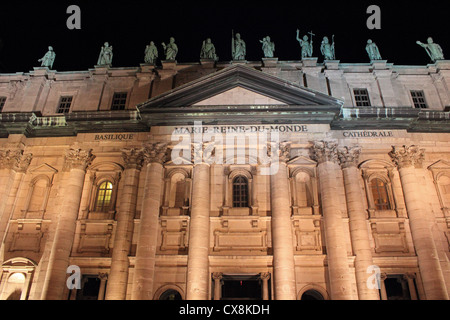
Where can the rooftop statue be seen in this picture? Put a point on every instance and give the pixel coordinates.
(268, 47)
(433, 49)
(327, 49)
(48, 59)
(171, 49)
(238, 48)
(151, 53)
(106, 55)
(208, 50)
(305, 45)
(372, 50)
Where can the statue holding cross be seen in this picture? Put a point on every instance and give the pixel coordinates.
(305, 45)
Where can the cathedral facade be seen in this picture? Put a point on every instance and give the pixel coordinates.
(269, 180)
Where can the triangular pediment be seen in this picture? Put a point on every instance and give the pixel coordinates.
(245, 85)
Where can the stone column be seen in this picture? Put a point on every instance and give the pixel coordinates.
(406, 159)
(144, 270)
(76, 162)
(16, 163)
(282, 239)
(198, 256)
(349, 158)
(325, 153)
(217, 277)
(265, 276)
(101, 292)
(118, 276)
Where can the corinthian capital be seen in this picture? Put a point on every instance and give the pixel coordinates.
(156, 152)
(15, 159)
(349, 156)
(281, 150)
(326, 150)
(407, 156)
(133, 158)
(77, 158)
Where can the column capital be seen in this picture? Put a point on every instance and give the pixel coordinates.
(407, 156)
(282, 149)
(349, 156)
(325, 151)
(265, 275)
(15, 159)
(203, 152)
(155, 152)
(77, 158)
(217, 276)
(133, 158)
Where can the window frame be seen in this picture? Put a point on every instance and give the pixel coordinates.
(359, 94)
(123, 101)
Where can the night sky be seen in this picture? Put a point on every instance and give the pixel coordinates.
(27, 28)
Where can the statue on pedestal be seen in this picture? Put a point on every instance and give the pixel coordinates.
(48, 59)
(305, 45)
(433, 49)
(208, 51)
(327, 49)
(238, 48)
(106, 55)
(268, 47)
(372, 50)
(151, 53)
(171, 49)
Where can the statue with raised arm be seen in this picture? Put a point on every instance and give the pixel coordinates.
(372, 50)
(433, 49)
(238, 47)
(305, 45)
(106, 55)
(327, 49)
(171, 49)
(151, 53)
(48, 59)
(208, 50)
(267, 47)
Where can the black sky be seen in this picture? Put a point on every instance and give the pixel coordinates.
(27, 28)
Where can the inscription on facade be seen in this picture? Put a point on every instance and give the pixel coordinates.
(367, 134)
(241, 129)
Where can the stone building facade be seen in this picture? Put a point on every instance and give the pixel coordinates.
(252, 180)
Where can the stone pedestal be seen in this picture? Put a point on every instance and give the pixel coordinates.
(198, 264)
(76, 162)
(118, 277)
(341, 286)
(406, 159)
(349, 158)
(144, 270)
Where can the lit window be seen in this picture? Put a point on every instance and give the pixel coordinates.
(419, 99)
(2, 103)
(380, 195)
(64, 104)
(240, 192)
(119, 101)
(361, 97)
(104, 196)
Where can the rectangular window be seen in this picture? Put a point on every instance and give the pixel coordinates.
(361, 97)
(119, 101)
(419, 99)
(2, 103)
(64, 104)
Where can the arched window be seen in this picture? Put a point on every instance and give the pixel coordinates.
(380, 194)
(312, 295)
(240, 192)
(104, 197)
(170, 295)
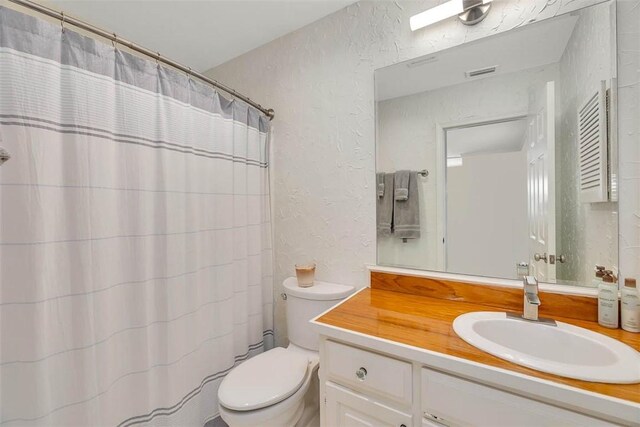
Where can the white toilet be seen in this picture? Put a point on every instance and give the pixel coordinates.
(279, 388)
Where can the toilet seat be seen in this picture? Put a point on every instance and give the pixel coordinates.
(263, 380)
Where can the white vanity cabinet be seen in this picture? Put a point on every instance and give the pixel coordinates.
(360, 387)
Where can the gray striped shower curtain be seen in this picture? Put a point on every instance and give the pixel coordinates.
(135, 242)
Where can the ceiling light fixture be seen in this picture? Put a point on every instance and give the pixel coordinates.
(470, 12)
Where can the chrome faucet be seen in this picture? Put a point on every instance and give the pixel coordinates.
(531, 299)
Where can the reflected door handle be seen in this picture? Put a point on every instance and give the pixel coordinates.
(539, 257)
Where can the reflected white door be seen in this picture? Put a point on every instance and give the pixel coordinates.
(541, 182)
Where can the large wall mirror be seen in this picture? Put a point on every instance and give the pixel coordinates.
(498, 157)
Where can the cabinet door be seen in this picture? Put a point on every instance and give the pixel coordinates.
(346, 408)
(460, 402)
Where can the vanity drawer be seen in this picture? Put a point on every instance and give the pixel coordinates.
(370, 372)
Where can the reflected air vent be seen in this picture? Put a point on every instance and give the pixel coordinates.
(481, 71)
(593, 147)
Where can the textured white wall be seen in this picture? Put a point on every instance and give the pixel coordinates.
(319, 80)
(407, 140)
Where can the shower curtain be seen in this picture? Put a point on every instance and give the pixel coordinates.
(135, 250)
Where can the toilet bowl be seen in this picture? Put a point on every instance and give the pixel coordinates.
(279, 388)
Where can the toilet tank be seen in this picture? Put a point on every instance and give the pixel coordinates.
(303, 304)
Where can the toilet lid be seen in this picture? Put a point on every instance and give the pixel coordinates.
(263, 380)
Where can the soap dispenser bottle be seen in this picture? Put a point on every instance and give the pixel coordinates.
(598, 276)
(608, 301)
(630, 302)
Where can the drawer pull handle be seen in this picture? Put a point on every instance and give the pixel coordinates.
(361, 374)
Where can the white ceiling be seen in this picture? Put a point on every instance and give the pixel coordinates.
(200, 34)
(502, 137)
(531, 46)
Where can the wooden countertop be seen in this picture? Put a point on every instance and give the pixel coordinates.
(426, 323)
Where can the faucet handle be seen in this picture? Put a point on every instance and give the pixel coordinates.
(530, 281)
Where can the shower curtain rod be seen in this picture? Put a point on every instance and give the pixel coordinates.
(64, 19)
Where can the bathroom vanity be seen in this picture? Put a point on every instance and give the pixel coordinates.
(389, 357)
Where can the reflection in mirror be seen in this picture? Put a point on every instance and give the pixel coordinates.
(517, 133)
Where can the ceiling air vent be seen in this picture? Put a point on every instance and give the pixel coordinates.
(481, 71)
(593, 148)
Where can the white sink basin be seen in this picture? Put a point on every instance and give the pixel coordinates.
(564, 349)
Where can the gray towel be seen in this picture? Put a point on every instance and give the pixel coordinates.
(402, 185)
(406, 213)
(380, 184)
(384, 208)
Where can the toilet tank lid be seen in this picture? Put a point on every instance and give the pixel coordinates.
(320, 291)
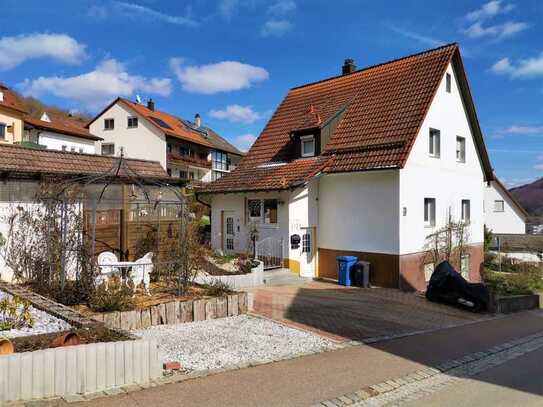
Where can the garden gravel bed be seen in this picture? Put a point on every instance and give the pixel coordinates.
(44, 323)
(223, 343)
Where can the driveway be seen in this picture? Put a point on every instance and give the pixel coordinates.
(344, 313)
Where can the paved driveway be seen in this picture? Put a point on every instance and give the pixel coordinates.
(343, 314)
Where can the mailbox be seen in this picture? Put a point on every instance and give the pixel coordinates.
(295, 241)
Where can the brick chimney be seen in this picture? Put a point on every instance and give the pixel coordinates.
(348, 66)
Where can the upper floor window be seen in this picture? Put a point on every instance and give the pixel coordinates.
#####
Repeat the records above exactly, leaving out the pictures.

> WRITTEN ANSWER:
Where can the rooftop statue be seen in this picture? Put a point on every instance and give the pixel coordinates.
(268, 47)
(433, 49)
(327, 49)
(48, 59)
(171, 49)
(238, 48)
(151, 53)
(106, 55)
(208, 50)
(305, 45)
(372, 50)
Where can the statue holding cross be seen in this picture? Put a point on every instance and give the pixel coordinates.
(305, 45)
Where can the cathedral facade be seen in this picture? Put a point on every instance and give the pixel coordinates.
(269, 180)
Where can the triangular pediment be seen in this picture? Put a point on every instance and give the pixel coordinates.
(245, 85)
Where can the stone column be seen in this picture? Put a point on every instance and give the pixel coordinates.
(406, 159)
(144, 270)
(76, 162)
(16, 163)
(282, 239)
(198, 256)
(349, 158)
(325, 153)
(217, 277)
(265, 276)
(101, 292)
(118, 276)
Where can the corinthian capital be seen in this picture? Put a point on every instance and give the pixel coordinates.
(156, 152)
(15, 159)
(349, 156)
(281, 150)
(326, 150)
(407, 156)
(133, 158)
(77, 158)
Where can the column capital be seen in this picture? Put a point on every instance and give the pixel coordinates.
(407, 156)
(282, 149)
(349, 156)
(325, 151)
(265, 275)
(15, 159)
(203, 152)
(155, 152)
(77, 158)
(217, 276)
(133, 158)
Where can the window frame be seen in this picture? Put a point on every instance and give the pixel coordinates.
(359, 94)
(123, 101)
Where can the night sky be seen in this picture? Put a point on every instance and give the pixel coordinates.
(27, 28)
Where can the statue on pedestal be seen in this picture? Put a point on every instance and give the pixel coordinates.
(48, 59)
(305, 45)
(433, 49)
(208, 51)
(327, 49)
(238, 48)
(106, 55)
(268, 47)
(372, 50)
(151, 53)
(171, 49)
Where can the statue with raised arm be seen in this picture? Put a point on every instance and give the pixel coordinates.
(372, 50)
(433, 49)
(238, 47)
(305, 45)
(106, 55)
(327, 49)
(171, 49)
(151, 53)
(48, 59)
(208, 50)
(267, 47)
Where can the black sky be seen in this picture? Put a point on every instance and give the pixel coordinates.
(27, 28)
Where can the inscription on facade be seen in this picture? Put a point on every instance and give the pixel coordinates.
(367, 134)
(241, 129)
Where can the stone building facade be seen in this picture? Put a point on every instance and give the pixel coordinates.
(252, 180)
Where can the stone pedestal be seen in this picture? Put a point on every instance and give the pixel coordinates.
(198, 264)
(76, 162)
(118, 277)
(341, 286)
(406, 159)
(349, 158)
(144, 270)
Where can the lit window be seen in this picture? Put a point on every instance and give the pixel coordinates.
(419, 99)
(2, 103)
(380, 195)
(64, 104)
(240, 192)
(119, 101)
(361, 97)
(104, 196)
Where can the rectangular window be seen in this picture? Put a point on every instance and give the pixel coordinates.
(361, 97)
(119, 101)
(419, 99)
(2, 103)
(64, 104)
Where can the arched window be seen in this picture? Put a point on every instance and give the pixel coordinates.
(380, 194)
(312, 295)
(240, 192)
(104, 197)
(170, 295)
Where can the white toilet be seen in this picture? Put a point on every instance and give the pixel coordinates.
(279, 388)
Where can the toilet seat be seen in this picture? Put a point on every instance and give the pixel coordinates.
(263, 380)
Where can the white vanity cabinet be seen in this picture? Put a point on every instance and give the pixel coordinates.
(360, 387)
Where can the gray striped shower curtain be seen in this picture? Put a point on every instance and give the pixel coordinates.
(135, 242)
Where can the ceiling light fixture be seen in this picture? Put a point on every instance and give the pixel coordinates.
(470, 12)
Where can the chrome faucet be seen in this picture? Put a point on every instance and give the pixel coordinates.
(531, 299)
Where can the reflected door handle be seen in this picture? Put a point on every instance and give the pixel coordinates.
(539, 257)
Where can the reflected white door be seen in this picture? Put a point on every instance and give the pixel coordinates.
(541, 182)
Where can the large wall mirror be seen in this picture? Put a point on every instance and give the pixel coordinates.
(498, 157)
Where can the cabinet door be seen in this picture? Put a point on every instance and give the pixel coordinates.
(346, 408)
(460, 402)
Where can the vanity drawer be seen in this picture? Put a point on every instance and give the pixel coordinates.
(370, 372)
Where can the reflected air vent be seen in this picture? Put a point on every instance and give the pixel coordinates.
(481, 71)
(593, 147)
Where can the textured white wall be seen in this picture? Put a point on every instance and give the pixel coordinates.
(319, 80)
(407, 140)
Where can the shower curtain be seen in this picture? Put a point on every instance and give the pixel coordinates.
(135, 250)
Where can the toilet bowl be seen in this picture? Put a point on every instance and give the pixel coordinates.
(279, 388)
Where can the toilet tank be seen in this picture? Put a point on every instance and give the pixel coordinates.
(303, 304)
Where can the toilet lid be seen in this picture? Put a point on every instance and give the pixel coordinates.
(263, 380)
Where can the soap dispenser bottle be seen in this picture? Put a point on every instance and give the pixel coordinates.
(598, 276)
(608, 301)
(630, 302)
Where can the drawer pull handle be seen in this picture? Put a point on every instance and give the pixel coordinates.
(361, 374)
Where can the white ceiling be seen in this picture? Put a point on every instance and give the pixel coordinates.
(200, 34)
(502, 137)
(531, 46)
Where can the wooden countertop be seen in this picture? Put a point on every instance and give the pixel coordinates.
(426, 323)
Where can the faucet handle be seen in this picture? Put a point on every instance and give the pixel coordinates.
(530, 281)
Where can the shower curtain rod be seen in this picture? Put a point on every instance and give the pixel coordinates.
(64, 19)
Where can the bathroom vanity be seen in this picture? Put a point on every instance and give the pixel coordinates.
(389, 357)
Where can the reflection in mirror be seen in this picture? Put a point on every instance and give the pixel coordinates.
(517, 133)
Where can the ceiling air vent be seen in this picture? Put a point on every instance and give the pixel coordinates.
(481, 71)
(593, 148)
Where can the white sink basin be seen in this picture? Put a point on every instance and give the pixel coordinates.
(564, 349)
Where can the gray towel be seen in this picture? Put a point on every instance and give the pixel coordinates.
(402, 185)
(406, 213)
(380, 184)
(384, 208)
Where can the toilet tank lid be seen in this picture? Put a point on every instance and give the pixel coordinates.
(320, 291)
Where can the garden gravel bed be seen in this picture? Put a point on every instance and give the pixel coordinates.
(44, 323)
(223, 343)
Where can the driveway be seen in this picture? Put a point on every instance and give the pixel coordinates.
(344, 313)
Where can the paved driveway be seen in this picture? Put a point on every instance and give the pixel coordinates.
(343, 314)
Where can the mailbox be seen in this picture? Put a point on every instance and give the pixel coordinates.
(295, 241)
Where can the brick chimney be seen in this picture? Put a point on every instance and give the pixel coordinates.
(348, 66)
Where can the upper floor window be seen in this picture? Put a point on every instance and give the pixel coordinates.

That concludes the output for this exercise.